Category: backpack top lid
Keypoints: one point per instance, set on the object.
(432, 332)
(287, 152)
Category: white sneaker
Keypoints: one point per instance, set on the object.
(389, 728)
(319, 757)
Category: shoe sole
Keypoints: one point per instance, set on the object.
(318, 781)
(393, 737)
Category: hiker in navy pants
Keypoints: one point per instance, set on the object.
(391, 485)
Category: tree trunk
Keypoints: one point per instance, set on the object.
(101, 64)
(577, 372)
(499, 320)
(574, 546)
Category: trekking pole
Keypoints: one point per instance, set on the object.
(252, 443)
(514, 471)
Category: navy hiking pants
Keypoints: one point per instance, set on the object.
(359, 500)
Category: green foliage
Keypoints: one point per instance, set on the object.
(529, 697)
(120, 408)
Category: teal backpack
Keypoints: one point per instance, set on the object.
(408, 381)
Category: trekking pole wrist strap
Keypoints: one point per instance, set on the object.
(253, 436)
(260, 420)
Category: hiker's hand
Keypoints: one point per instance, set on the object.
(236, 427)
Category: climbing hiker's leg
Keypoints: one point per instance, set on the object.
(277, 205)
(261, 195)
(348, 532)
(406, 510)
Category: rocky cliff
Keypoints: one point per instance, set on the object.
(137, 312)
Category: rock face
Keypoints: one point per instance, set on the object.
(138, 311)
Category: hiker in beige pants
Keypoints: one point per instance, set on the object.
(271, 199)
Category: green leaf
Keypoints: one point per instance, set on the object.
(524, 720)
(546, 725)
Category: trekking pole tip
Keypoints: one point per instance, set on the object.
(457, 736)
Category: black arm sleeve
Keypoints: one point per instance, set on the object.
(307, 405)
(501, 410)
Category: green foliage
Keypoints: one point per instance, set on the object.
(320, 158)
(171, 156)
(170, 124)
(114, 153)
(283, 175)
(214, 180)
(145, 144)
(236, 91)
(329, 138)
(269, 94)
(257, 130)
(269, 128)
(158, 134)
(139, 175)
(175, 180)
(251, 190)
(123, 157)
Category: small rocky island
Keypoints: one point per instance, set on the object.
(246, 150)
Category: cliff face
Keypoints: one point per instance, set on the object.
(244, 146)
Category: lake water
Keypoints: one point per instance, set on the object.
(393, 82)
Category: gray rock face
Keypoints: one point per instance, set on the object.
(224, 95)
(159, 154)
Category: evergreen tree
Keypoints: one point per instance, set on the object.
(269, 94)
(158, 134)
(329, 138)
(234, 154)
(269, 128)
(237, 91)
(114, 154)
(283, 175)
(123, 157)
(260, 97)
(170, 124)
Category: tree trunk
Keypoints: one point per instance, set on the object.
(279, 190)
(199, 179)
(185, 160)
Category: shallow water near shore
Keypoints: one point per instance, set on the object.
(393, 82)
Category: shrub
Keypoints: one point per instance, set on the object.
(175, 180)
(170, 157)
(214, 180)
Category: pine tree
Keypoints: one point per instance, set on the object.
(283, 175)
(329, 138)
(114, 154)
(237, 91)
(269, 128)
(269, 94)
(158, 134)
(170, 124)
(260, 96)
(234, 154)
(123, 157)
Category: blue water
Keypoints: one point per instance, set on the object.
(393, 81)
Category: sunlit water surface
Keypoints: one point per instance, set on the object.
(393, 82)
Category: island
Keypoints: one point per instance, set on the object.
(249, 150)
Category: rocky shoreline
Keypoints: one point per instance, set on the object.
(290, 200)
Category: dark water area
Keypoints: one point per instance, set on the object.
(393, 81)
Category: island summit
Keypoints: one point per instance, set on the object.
==
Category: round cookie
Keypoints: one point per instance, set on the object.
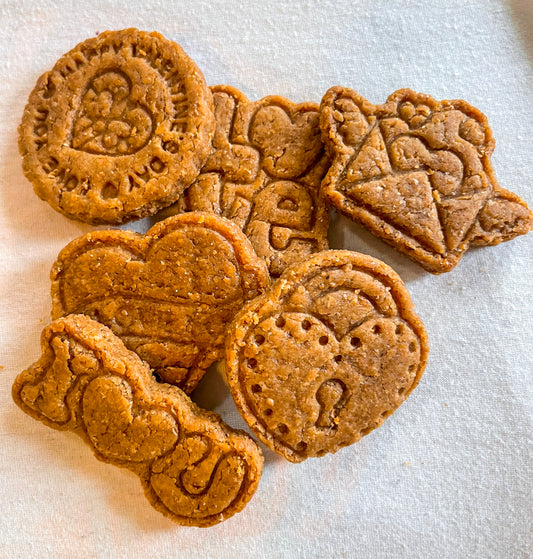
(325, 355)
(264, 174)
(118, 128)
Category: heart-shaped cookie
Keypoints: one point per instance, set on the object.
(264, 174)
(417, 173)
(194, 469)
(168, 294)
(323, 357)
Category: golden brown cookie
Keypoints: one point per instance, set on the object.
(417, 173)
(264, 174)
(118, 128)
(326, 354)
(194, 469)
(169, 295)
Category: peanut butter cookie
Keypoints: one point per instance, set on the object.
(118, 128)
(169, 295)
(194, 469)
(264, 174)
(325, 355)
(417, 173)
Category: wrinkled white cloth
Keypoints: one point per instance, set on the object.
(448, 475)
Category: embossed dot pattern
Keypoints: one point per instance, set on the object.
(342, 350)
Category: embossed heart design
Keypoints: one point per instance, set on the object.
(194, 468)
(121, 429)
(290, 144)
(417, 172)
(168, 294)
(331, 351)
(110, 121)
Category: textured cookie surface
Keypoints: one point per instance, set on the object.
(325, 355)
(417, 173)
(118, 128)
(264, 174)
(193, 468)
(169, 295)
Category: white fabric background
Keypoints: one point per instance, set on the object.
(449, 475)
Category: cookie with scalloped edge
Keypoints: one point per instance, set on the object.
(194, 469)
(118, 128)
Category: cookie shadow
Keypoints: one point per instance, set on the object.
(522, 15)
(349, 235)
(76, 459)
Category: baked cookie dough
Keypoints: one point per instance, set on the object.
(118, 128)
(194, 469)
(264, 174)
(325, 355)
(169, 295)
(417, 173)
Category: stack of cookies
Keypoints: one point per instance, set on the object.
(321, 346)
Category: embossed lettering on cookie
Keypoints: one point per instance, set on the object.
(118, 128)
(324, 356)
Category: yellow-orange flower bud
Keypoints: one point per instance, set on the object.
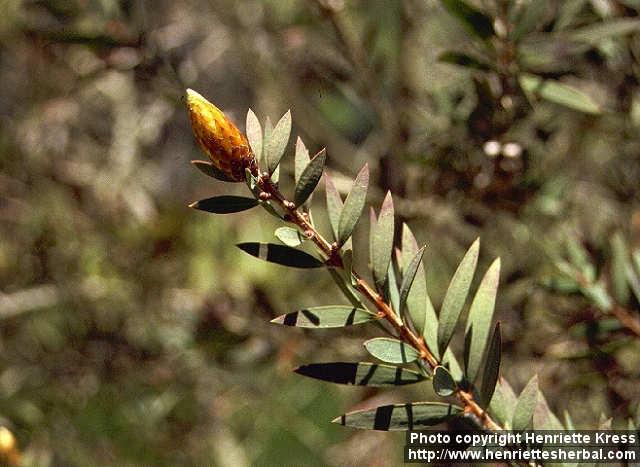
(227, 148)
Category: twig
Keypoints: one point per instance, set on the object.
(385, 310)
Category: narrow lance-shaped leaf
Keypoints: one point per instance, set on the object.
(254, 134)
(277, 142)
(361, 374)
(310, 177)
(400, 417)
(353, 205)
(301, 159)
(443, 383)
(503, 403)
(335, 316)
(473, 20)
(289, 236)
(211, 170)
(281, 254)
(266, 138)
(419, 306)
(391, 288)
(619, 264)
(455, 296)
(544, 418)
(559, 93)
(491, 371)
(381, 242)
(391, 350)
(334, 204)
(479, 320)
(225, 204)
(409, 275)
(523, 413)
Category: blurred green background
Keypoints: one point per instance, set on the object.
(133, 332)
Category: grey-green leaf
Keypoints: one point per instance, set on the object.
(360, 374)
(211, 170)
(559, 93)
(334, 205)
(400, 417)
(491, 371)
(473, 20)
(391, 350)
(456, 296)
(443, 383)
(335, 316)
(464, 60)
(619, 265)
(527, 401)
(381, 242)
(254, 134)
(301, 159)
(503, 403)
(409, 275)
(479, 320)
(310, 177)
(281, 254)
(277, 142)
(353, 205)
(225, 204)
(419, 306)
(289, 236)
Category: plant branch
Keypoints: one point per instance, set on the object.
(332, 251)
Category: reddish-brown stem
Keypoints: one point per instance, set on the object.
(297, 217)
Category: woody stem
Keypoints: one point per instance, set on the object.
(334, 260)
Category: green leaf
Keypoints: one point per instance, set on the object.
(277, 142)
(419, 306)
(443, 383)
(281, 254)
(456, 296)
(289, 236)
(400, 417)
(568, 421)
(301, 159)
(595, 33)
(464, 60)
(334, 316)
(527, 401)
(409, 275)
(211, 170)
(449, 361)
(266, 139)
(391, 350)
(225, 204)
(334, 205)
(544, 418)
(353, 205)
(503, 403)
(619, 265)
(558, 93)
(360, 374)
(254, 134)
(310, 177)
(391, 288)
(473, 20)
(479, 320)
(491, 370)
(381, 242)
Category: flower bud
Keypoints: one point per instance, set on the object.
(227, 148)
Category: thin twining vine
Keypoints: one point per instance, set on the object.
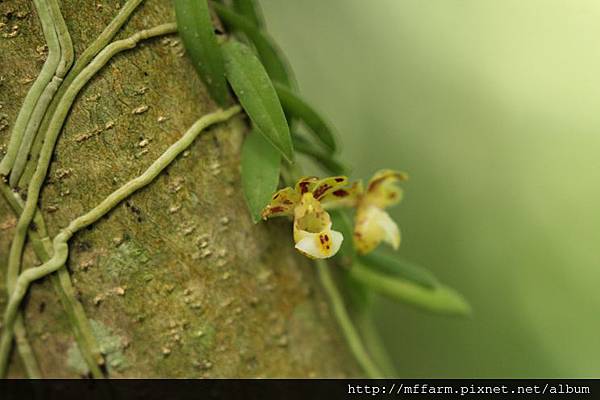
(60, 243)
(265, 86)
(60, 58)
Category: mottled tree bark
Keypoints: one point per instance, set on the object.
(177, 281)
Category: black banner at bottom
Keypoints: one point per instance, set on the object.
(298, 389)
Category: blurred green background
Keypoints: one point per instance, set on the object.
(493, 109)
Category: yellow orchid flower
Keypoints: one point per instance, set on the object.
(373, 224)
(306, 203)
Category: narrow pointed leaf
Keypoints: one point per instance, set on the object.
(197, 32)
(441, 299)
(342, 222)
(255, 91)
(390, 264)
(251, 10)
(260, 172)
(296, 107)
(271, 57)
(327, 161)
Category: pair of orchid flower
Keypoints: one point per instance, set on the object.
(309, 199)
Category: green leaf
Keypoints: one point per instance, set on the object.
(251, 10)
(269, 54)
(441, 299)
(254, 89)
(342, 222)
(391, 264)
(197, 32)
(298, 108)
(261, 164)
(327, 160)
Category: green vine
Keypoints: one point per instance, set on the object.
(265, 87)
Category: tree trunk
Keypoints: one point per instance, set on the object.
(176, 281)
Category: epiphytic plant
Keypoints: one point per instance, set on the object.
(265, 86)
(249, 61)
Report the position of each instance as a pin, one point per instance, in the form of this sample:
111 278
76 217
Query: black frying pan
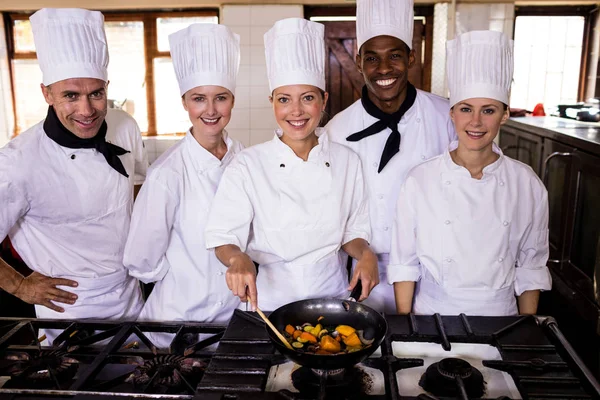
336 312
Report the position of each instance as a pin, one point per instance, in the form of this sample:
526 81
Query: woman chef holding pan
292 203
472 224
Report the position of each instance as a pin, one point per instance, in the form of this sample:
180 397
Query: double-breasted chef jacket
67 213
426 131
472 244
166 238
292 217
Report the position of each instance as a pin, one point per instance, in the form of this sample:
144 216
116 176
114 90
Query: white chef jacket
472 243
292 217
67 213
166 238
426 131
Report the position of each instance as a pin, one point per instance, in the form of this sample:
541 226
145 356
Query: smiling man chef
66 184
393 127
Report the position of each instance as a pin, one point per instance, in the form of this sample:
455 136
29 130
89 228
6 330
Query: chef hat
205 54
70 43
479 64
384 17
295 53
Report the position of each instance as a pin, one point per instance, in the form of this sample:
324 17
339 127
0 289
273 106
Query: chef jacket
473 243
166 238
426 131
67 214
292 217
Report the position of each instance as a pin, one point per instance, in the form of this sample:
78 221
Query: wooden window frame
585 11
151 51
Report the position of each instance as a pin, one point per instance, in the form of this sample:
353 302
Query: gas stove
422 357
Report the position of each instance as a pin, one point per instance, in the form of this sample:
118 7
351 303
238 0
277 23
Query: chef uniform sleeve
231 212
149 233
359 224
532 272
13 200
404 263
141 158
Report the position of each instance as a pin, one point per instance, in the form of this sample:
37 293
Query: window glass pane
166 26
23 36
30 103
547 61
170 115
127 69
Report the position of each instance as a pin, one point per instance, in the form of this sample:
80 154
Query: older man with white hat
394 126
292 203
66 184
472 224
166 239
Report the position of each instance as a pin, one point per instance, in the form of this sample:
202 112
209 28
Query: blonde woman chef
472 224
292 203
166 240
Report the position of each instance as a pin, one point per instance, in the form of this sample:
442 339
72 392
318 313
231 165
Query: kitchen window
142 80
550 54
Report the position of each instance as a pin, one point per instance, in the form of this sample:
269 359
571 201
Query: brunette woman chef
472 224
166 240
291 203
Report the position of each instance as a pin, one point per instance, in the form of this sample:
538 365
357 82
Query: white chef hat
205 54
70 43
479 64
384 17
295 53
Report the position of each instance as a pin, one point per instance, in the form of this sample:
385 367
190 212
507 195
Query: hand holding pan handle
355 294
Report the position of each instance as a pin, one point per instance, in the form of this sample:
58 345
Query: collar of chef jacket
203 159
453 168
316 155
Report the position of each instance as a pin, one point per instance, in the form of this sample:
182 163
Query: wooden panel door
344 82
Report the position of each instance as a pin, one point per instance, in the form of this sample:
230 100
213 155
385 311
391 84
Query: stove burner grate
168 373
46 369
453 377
---
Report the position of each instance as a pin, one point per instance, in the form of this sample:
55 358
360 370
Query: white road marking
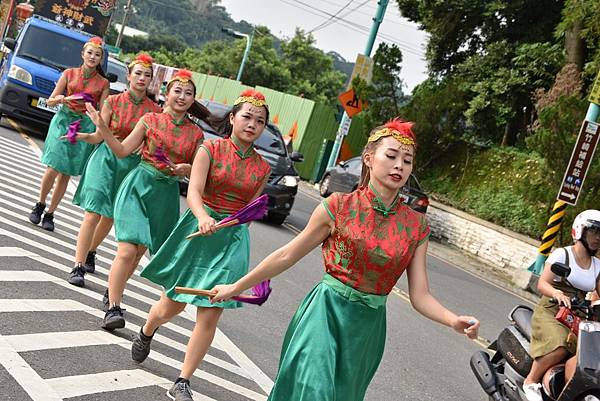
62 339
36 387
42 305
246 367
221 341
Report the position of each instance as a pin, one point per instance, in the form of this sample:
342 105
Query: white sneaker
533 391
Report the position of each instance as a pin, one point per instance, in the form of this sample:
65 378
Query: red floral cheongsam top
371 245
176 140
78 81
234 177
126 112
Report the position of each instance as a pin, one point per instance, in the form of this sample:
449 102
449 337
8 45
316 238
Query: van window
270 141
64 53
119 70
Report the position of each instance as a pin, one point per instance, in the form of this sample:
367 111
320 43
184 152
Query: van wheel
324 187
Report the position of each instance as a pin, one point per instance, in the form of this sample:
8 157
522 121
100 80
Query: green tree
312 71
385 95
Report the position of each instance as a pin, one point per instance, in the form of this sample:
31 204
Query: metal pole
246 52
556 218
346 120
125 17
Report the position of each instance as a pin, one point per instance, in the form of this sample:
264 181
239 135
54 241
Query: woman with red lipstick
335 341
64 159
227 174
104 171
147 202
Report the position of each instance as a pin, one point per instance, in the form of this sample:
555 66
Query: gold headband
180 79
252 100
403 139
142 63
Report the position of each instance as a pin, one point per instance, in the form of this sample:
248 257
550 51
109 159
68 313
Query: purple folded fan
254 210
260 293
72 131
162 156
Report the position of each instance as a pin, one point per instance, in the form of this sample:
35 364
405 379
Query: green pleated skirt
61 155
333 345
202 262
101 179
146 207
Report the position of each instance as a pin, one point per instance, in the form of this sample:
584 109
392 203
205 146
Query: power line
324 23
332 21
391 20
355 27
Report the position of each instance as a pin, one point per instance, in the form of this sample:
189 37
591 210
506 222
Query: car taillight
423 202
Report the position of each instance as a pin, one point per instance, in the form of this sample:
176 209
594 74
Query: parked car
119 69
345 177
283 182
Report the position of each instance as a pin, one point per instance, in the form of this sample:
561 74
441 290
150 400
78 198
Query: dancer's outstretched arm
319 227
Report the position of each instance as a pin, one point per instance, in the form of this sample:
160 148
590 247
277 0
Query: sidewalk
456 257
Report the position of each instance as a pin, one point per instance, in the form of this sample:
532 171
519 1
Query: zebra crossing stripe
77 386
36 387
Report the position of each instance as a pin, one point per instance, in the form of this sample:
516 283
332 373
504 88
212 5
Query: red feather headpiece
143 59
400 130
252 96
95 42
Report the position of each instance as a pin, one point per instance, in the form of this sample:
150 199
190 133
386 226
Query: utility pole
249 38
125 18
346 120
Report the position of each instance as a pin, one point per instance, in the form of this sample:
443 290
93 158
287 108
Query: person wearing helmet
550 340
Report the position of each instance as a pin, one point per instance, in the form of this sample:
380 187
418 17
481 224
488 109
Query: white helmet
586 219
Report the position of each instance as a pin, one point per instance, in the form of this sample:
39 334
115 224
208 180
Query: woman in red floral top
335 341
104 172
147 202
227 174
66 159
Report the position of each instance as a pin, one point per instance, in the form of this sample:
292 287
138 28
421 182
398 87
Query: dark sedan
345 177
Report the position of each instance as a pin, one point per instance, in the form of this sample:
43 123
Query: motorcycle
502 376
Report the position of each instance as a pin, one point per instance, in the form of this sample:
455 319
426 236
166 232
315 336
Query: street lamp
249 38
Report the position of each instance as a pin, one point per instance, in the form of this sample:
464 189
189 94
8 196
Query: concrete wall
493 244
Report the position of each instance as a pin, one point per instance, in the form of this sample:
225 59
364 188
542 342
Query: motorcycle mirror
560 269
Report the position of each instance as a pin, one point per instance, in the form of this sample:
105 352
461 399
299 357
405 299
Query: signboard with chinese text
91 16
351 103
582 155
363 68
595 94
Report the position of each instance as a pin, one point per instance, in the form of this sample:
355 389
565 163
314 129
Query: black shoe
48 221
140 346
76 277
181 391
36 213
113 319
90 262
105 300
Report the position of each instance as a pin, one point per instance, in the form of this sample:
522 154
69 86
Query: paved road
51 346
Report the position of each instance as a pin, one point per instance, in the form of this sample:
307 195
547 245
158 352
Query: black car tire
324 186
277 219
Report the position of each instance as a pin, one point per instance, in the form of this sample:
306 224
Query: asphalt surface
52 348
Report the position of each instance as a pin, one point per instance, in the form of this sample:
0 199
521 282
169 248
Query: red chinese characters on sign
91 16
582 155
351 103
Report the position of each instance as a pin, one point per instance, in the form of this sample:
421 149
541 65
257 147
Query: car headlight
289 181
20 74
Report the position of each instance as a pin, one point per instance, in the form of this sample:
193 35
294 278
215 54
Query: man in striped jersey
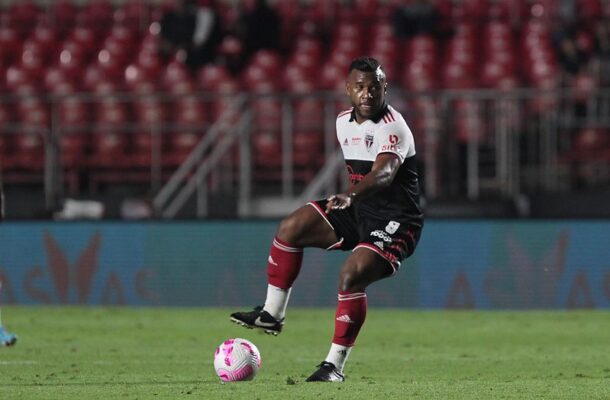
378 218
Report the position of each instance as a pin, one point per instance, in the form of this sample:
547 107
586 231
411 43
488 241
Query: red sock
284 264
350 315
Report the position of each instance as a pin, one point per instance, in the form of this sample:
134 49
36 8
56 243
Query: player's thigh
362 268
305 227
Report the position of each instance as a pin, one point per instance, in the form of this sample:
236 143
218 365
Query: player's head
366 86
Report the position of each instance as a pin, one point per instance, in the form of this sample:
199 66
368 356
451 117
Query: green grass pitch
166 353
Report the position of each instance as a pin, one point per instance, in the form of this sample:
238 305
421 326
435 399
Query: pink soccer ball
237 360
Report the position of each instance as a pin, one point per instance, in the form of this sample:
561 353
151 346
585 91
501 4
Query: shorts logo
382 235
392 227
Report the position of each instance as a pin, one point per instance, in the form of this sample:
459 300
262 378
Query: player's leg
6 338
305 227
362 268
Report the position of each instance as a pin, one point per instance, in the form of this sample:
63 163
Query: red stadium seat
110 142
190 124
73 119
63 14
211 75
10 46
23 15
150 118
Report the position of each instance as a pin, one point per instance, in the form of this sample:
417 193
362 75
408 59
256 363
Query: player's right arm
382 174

• [The problem] Please work out how many lines of the records above contain the word "water", counting only matches with the same case. Give only the number.

• [Correct answer] 5